Any way, there always exists \(C_1>0\) such that for any \(u\in {\mathcal {P}}_{p,q}\),

$$\begin{aligned} E_{p,q}(u)=\left( \frac{\gamma _p}{2}-\frac{1}{p}\right) \int _{{\mathbb {R}}^N}|u|^pdx +\left( \frac{\gamma _q}{2}-\frac{1}{q}\right) \mu \int _{{\mathbb {R}}^N}|u|^qdx\ge C_1, \end{aligned}$$
(2.5)

which implies \(c_{p,q}>0\).

Case 2 (\(p= 2^*\)). Similarly to Case 1, just in (2.4), we estimate the term \(\int _{{\mathbb {R}}^N}|u|^{2^*}dx\) by using

$$\begin{aligned} \int _{{\mathbb {R}}^N}|u|^{2^*}dx\le \left( \frac{\int _{{\mathbb {R}}^N}|\nabla u|^2dx}{S}\right) ^{\frac{N}{N-2}}, \end{aligned}$$

see (3.2). \(\square \)

Lemma 2.5

Let \(N\ge 1\), \(a>0\), \(\mu >0\) and \({\bar{p}}\le q<p<2^*\). If \(q={\bar{p}}\), we further assume that \(\mu a^{\frac{4}{N}}<({\bar{a}}_N)^{\frac{4}{N}}\). Then \(c_{p,q}\) is attained by a real-valued positive, radially symmetric and radially non-increasing function.

Proof

Let \(\{u_n\}_{n=1}^{\infty }\subset {\mathcal {P}}_{p,q}\) be a minimizing sequence of \(c_{p,q}\) and \(|u_n|^*\) be the Schwartz symmetrization rearrangement of \(|u_n|\). From Chapter 3 in [16], we have

$$\begin{aligned} \int _{{\mathbb {R}}^N}|\nabla (|u_n|^*)|^2dx\le \int _{{\mathbb {R}}^N}|\nabla |u_n||^2dx\le \int _{{\mathbb {R}}^N}|\nabla u_n|^2dx \end{aligned}$$

and

$$\begin{aligned} \int _{{\mathbb {R}}^N}||u_n|^*|^tdx=\int _{{\mathbb {R}}^N}|u_n|^tdx,\ t\in \left[ 1, \infty \right) . \end{aligned}$$

Hence \(P_{p,q}(|u_n|^*)\le 0\).
——————
**WORK INSTRUCTIONS:**
A. Duplicate the passage in the excerpt on Lemma 2.5, starting with "Case 2 (\(p= 2^*\))." and going on through "(3.2). \(\square \)".
B. In the excerpt on Lemma 2.5, what is \(|u_n|^*\) defined to be?
C. What properties does the excerpt on Lemma 2.5 give for the function by which \(c_{p,q}\) is attained? List every one.
The records after this point play no role in the work here.
——————
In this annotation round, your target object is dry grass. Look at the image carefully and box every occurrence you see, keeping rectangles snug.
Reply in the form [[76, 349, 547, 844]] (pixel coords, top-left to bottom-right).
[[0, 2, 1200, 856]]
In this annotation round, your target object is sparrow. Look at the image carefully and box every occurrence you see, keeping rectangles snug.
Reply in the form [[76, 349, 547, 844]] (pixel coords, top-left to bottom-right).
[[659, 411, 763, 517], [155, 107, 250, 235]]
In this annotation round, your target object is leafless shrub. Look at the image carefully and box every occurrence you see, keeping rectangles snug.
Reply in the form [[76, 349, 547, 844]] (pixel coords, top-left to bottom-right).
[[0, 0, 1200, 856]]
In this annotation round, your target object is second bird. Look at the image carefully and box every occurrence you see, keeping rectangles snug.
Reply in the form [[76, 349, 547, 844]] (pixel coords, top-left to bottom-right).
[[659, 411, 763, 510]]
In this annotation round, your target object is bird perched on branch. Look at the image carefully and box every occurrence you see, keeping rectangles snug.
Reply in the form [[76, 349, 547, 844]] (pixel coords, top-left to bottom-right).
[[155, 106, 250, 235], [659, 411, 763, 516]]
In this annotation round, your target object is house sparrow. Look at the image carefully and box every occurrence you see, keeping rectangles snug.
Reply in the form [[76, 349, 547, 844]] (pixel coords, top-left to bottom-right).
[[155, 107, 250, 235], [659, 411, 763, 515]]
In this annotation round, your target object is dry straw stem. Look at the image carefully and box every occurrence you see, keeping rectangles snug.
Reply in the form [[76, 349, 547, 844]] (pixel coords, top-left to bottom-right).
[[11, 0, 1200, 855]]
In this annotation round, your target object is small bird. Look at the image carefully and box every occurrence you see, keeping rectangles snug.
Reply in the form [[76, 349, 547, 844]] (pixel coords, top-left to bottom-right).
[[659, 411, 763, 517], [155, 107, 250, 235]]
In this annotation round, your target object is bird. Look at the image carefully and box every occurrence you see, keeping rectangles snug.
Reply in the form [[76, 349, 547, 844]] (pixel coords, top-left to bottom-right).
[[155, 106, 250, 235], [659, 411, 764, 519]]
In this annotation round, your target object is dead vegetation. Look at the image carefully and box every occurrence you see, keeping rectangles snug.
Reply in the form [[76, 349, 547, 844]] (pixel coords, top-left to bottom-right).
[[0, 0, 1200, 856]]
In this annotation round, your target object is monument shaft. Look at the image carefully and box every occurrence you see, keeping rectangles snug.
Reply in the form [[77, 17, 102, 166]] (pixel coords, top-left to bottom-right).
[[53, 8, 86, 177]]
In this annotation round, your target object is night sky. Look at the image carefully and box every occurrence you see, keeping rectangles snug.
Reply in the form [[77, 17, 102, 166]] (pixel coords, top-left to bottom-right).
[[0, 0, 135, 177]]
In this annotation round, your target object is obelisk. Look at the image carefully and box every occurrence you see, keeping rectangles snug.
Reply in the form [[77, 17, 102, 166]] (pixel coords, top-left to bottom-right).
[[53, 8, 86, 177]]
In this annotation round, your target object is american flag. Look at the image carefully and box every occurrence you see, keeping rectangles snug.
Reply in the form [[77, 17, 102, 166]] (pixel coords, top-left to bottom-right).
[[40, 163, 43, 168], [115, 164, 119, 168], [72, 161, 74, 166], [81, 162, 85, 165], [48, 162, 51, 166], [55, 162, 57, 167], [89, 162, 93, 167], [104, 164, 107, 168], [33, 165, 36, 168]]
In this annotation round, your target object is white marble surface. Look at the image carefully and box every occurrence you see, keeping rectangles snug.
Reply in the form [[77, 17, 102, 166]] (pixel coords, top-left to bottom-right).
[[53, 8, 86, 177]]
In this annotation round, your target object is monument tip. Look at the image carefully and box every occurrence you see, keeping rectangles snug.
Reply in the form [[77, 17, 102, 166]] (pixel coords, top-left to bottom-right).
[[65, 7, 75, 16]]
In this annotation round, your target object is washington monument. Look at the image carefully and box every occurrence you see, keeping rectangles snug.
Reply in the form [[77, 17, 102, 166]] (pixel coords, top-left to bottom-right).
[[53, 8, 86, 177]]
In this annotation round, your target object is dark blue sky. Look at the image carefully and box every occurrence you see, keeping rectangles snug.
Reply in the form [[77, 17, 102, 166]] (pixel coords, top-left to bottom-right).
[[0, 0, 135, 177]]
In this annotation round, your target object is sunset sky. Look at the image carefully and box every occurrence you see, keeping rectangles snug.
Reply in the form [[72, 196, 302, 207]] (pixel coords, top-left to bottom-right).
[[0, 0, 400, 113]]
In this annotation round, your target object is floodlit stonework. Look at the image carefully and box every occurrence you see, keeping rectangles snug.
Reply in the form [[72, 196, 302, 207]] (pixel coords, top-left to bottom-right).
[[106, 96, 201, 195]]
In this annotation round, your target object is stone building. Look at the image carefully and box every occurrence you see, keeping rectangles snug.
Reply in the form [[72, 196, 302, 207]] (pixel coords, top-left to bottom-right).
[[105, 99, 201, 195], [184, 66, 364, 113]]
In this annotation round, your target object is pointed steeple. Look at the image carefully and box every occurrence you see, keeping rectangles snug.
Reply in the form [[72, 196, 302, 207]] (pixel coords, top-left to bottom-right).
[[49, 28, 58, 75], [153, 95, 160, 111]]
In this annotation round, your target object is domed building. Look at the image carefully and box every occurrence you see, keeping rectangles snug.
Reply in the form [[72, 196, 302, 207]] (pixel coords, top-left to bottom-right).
——————
**WRITTEN ANSWERS:**
A.
Case 2 (\(p= 2^*\)). Similarly to Case 1, just in (2.4), we estimate the term \(\int _{{\mathbb {R}}^N}|u|^{2^*}dx\) by using

$$\begin{aligned} \int _{{\mathbb {R}}^N}|u|^{2^*}dx\le \left( \frac{\int _{{\mathbb {R}}^N}|\nabla u|^2dx}{S}\right) ^{\frac{N}{N-2}}, \end{aligned}$$

see (3.2). \(\square \)

B. The Schwartz symmetrization rearrangement of \(|u_n|\).

C.
- real-valued
- positive
- radially symmetric
- radially non-increasing